%%

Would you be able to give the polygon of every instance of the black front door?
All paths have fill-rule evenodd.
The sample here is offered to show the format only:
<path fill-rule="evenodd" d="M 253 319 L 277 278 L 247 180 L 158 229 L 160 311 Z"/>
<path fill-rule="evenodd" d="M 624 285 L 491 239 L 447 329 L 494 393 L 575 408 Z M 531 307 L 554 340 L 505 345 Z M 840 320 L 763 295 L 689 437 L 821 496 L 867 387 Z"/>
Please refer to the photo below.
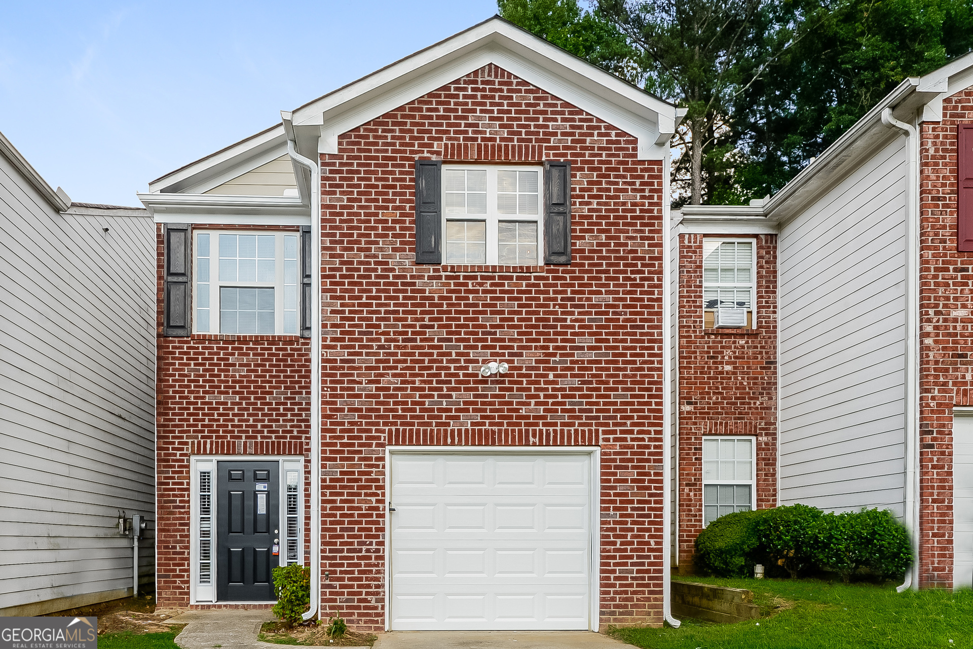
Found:
<path fill-rule="evenodd" d="M 218 462 L 216 556 L 219 601 L 272 601 L 280 559 L 278 464 Z"/>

%%

▶ **PROBLEM**
Can you arrange the lines above as a JSON list of strings, with one string per line, no blank lines, and the pictures left out?

▶ **RESULT BELOW**
[
  "Would you be able to give the polygon of every instance of the black front door?",
  "All paths have fill-rule evenodd.",
  "The sample here is offered to show the format only:",
  "<path fill-rule=\"evenodd\" d=\"M 253 319 L 277 278 L 247 180 L 158 229 L 160 311 Z\"/>",
  "<path fill-rule=\"evenodd\" d=\"M 624 285 L 491 239 L 447 329 L 494 393 L 575 408 Z M 531 307 L 554 340 L 505 345 Z M 840 320 L 763 295 L 689 437 L 821 496 L 867 387 Z\"/>",
  "Please refer to the photo below.",
  "Found:",
  "<path fill-rule=\"evenodd\" d=\"M 218 462 L 216 556 L 219 601 L 272 601 L 280 559 L 278 464 Z\"/>"
]